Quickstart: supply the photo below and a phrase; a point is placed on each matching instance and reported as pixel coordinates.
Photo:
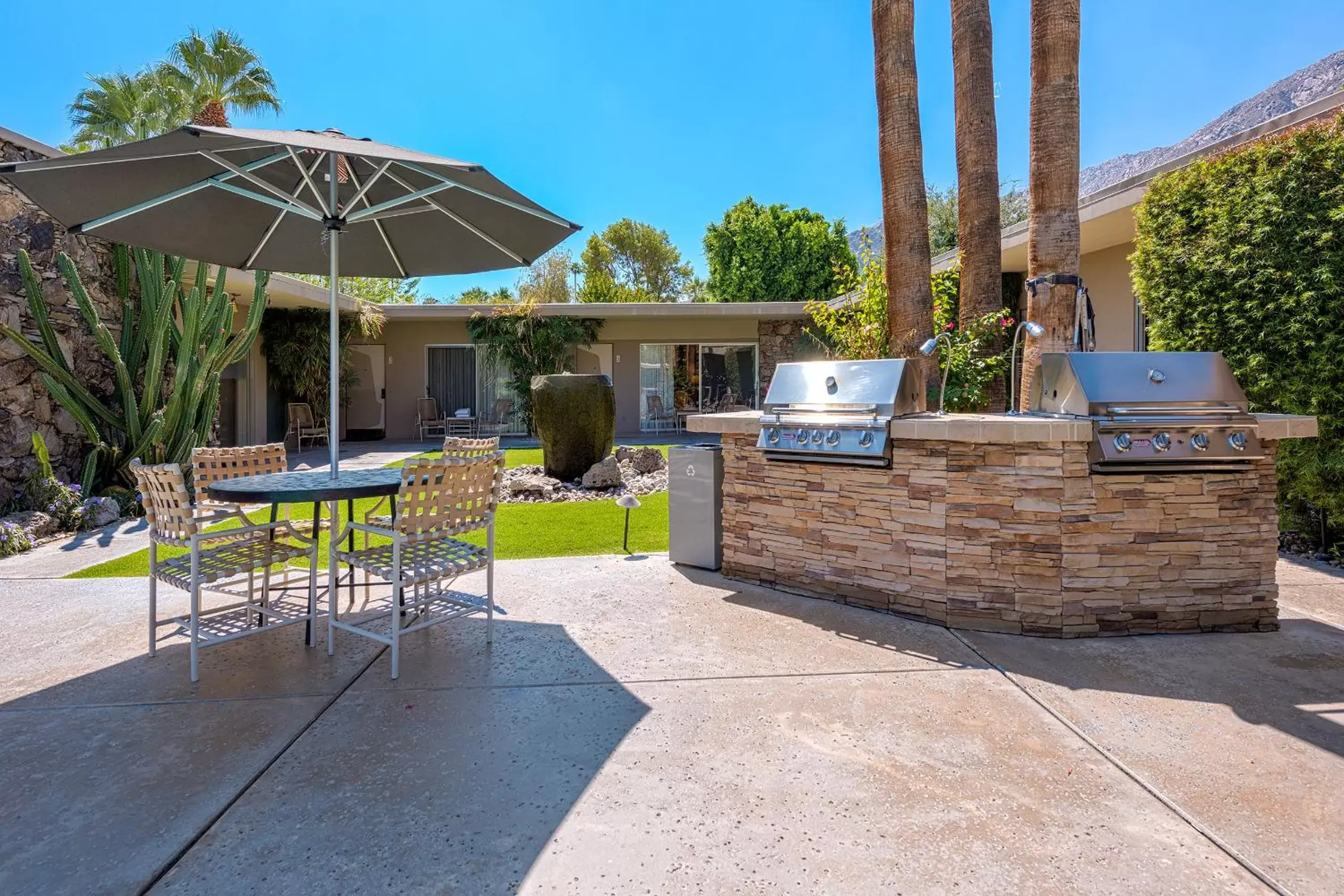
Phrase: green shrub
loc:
(1244, 253)
(14, 539)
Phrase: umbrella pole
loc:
(334, 345)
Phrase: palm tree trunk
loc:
(905, 210)
(1053, 234)
(978, 170)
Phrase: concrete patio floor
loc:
(637, 727)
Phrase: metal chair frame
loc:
(438, 500)
(225, 562)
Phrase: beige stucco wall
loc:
(1107, 276)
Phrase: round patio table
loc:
(316, 487)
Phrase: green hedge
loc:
(1244, 253)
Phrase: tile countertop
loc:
(992, 428)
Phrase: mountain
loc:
(1304, 87)
(1307, 85)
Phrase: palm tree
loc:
(978, 159)
(120, 108)
(978, 168)
(219, 76)
(905, 210)
(1053, 233)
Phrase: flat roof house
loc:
(1107, 233)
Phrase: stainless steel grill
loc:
(838, 412)
(1152, 412)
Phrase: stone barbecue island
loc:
(998, 523)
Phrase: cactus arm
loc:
(109, 345)
(154, 378)
(38, 308)
(121, 267)
(73, 407)
(61, 375)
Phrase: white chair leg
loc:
(195, 612)
(154, 597)
(490, 582)
(332, 573)
(398, 590)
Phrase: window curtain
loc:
(656, 387)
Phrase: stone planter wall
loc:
(25, 404)
(1010, 537)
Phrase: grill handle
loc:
(1171, 410)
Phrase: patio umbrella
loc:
(295, 201)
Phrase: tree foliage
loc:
(632, 262)
(381, 291)
(296, 340)
(217, 71)
(530, 344)
(548, 280)
(1244, 253)
(774, 254)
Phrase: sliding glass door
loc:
(728, 376)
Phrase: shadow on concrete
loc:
(257, 784)
(1290, 680)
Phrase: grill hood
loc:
(1105, 383)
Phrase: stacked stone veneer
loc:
(1010, 537)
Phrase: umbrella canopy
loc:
(260, 199)
(295, 201)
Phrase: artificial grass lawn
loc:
(522, 531)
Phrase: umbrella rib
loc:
(255, 179)
(280, 215)
(217, 181)
(308, 178)
(400, 201)
(369, 183)
(521, 207)
(466, 224)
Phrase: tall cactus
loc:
(152, 414)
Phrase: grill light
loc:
(1034, 331)
(929, 349)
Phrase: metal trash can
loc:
(695, 505)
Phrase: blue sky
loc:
(671, 112)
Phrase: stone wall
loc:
(1010, 537)
(777, 342)
(25, 404)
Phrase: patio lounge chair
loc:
(224, 562)
(498, 419)
(438, 500)
(428, 418)
(303, 425)
(454, 448)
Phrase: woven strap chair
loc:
(218, 561)
(454, 448)
(438, 501)
(304, 425)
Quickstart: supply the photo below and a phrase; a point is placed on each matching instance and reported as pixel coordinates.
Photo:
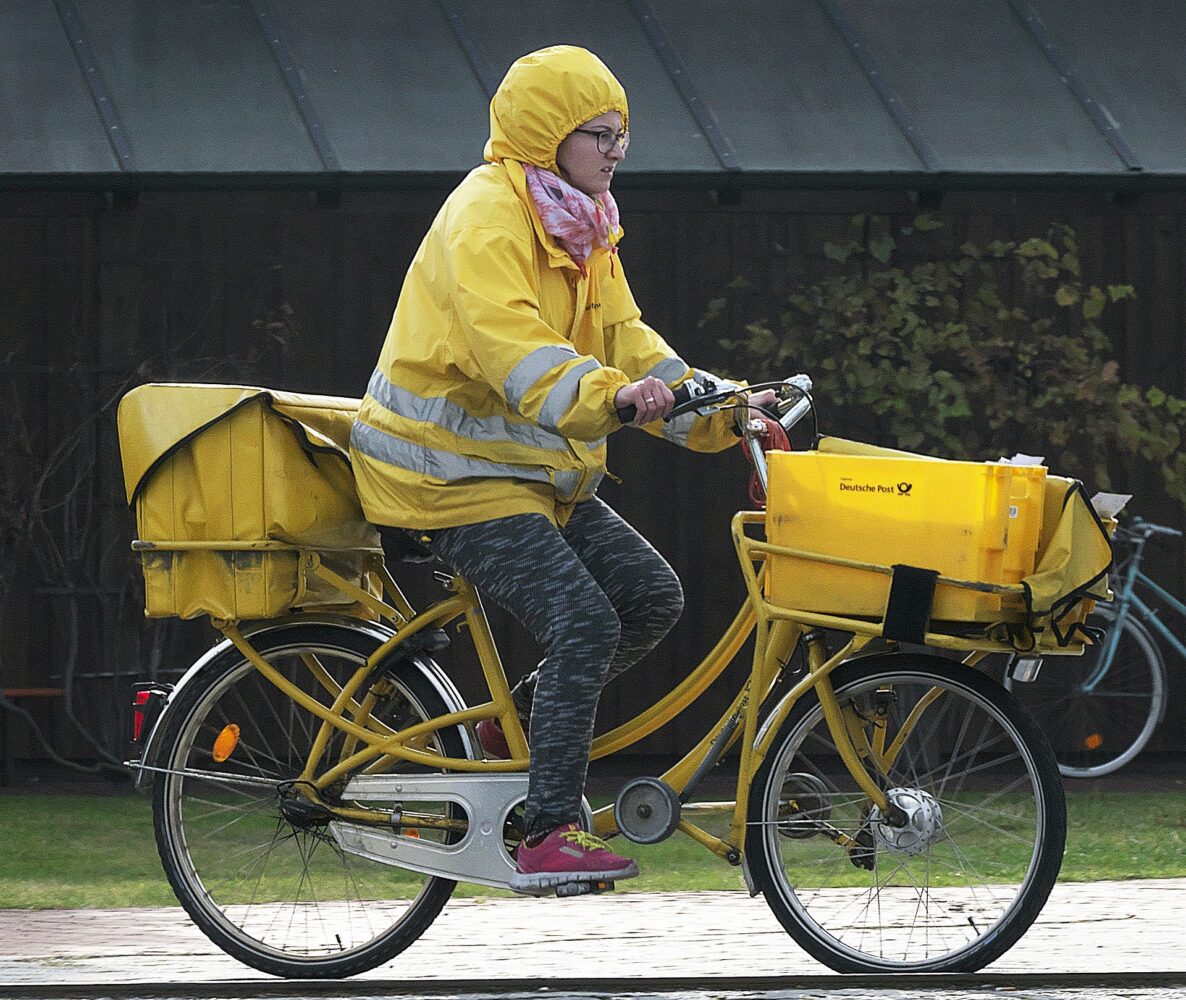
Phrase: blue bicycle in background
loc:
(1102, 708)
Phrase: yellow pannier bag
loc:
(224, 465)
(1071, 574)
(968, 521)
(977, 522)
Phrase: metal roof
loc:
(788, 93)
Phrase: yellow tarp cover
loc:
(218, 464)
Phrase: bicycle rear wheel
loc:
(956, 885)
(249, 857)
(1096, 732)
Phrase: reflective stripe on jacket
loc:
(493, 392)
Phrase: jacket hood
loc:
(544, 96)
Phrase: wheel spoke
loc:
(955, 880)
(272, 884)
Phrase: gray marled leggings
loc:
(597, 597)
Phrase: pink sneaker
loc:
(566, 855)
(492, 739)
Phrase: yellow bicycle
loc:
(318, 789)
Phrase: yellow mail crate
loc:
(216, 464)
(969, 521)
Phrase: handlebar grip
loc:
(627, 413)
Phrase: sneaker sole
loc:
(539, 883)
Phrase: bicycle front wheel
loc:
(1097, 725)
(955, 873)
(252, 858)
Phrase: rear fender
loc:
(426, 664)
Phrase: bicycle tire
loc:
(956, 887)
(1096, 733)
(262, 880)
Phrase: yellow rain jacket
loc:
(493, 392)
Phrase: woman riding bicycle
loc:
(514, 343)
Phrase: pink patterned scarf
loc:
(579, 223)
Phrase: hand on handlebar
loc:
(650, 397)
(763, 400)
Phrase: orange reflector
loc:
(225, 743)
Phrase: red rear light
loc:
(139, 700)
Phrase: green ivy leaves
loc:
(968, 351)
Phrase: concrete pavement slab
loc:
(1085, 927)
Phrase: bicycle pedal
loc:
(584, 887)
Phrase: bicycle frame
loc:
(372, 747)
(1128, 602)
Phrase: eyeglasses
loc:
(605, 138)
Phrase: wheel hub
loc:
(913, 825)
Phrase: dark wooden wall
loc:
(96, 295)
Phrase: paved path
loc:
(1085, 928)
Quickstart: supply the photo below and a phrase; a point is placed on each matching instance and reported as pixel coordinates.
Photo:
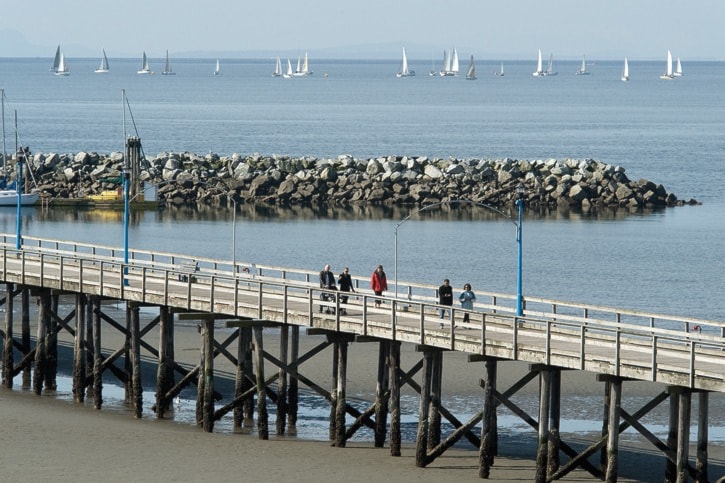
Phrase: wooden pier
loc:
(687, 356)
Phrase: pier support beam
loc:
(8, 360)
(487, 451)
(382, 394)
(79, 351)
(394, 366)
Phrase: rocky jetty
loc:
(190, 179)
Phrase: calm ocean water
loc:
(666, 131)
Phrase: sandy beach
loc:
(49, 438)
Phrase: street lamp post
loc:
(520, 193)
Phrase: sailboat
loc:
(583, 69)
(289, 74)
(63, 67)
(550, 67)
(103, 68)
(277, 68)
(404, 70)
(471, 72)
(56, 60)
(539, 72)
(167, 67)
(668, 69)
(145, 69)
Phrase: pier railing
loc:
(625, 343)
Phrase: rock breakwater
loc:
(190, 179)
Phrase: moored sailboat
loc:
(404, 69)
(471, 71)
(103, 68)
(145, 69)
(167, 67)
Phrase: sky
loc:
(507, 29)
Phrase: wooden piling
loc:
(281, 420)
(208, 374)
(25, 336)
(701, 470)
(683, 436)
(553, 460)
(615, 404)
(165, 368)
(381, 394)
(394, 366)
(486, 450)
(543, 443)
(8, 360)
(341, 401)
(262, 416)
(40, 342)
(421, 441)
(79, 351)
(97, 360)
(293, 388)
(434, 425)
(135, 350)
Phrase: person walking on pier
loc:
(327, 282)
(445, 297)
(467, 298)
(379, 283)
(344, 281)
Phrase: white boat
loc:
(471, 71)
(625, 71)
(167, 67)
(539, 72)
(277, 68)
(56, 60)
(550, 67)
(103, 68)
(668, 68)
(290, 73)
(450, 63)
(583, 69)
(404, 70)
(145, 69)
(10, 198)
(63, 67)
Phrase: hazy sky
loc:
(510, 29)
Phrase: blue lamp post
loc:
(520, 193)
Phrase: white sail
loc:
(167, 66)
(404, 69)
(539, 67)
(668, 68)
(145, 69)
(583, 69)
(63, 67)
(471, 72)
(277, 68)
(56, 60)
(103, 68)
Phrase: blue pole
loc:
(125, 226)
(19, 186)
(519, 300)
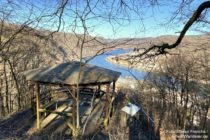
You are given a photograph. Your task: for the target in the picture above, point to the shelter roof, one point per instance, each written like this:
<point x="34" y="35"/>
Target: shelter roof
<point x="67" y="73"/>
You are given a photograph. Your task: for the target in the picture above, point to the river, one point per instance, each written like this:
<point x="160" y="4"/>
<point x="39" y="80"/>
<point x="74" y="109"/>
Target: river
<point x="125" y="72"/>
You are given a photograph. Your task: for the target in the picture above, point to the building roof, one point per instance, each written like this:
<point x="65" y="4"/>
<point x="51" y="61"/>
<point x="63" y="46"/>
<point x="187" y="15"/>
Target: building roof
<point x="67" y="73"/>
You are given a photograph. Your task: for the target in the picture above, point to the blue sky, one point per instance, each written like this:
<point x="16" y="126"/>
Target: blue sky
<point x="149" y="22"/>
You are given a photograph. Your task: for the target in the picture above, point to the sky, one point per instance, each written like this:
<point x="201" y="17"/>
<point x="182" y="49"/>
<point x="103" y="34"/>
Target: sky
<point x="148" y="21"/>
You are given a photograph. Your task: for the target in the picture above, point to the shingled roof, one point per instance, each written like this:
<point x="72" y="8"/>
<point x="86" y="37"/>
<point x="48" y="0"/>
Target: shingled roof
<point x="67" y="73"/>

====

# [Task description]
Reproduce exactly the entries from their first line through the line containing "Phrase: round patio table", including both, and omit any pictures.

# [Your response]
Quickstart: supply the photo below and a phrase; a point is placed on each matching instance and reported as pixel coordinates.
Photo:
Phrase: green shrub
loc:
(1244, 253)
(14, 539)
Phrase: umbrella pole
loc:
(334, 345)
Phrase: palm tree trunk
loc:
(905, 210)
(1053, 234)
(978, 170)
Phrase: concrete patio floor
loc:
(637, 727)
Phrase: metal chair frame
loc:
(438, 500)
(225, 562)
Phrase: beige stucco wall
loc:
(1107, 276)
Phrase: round patio table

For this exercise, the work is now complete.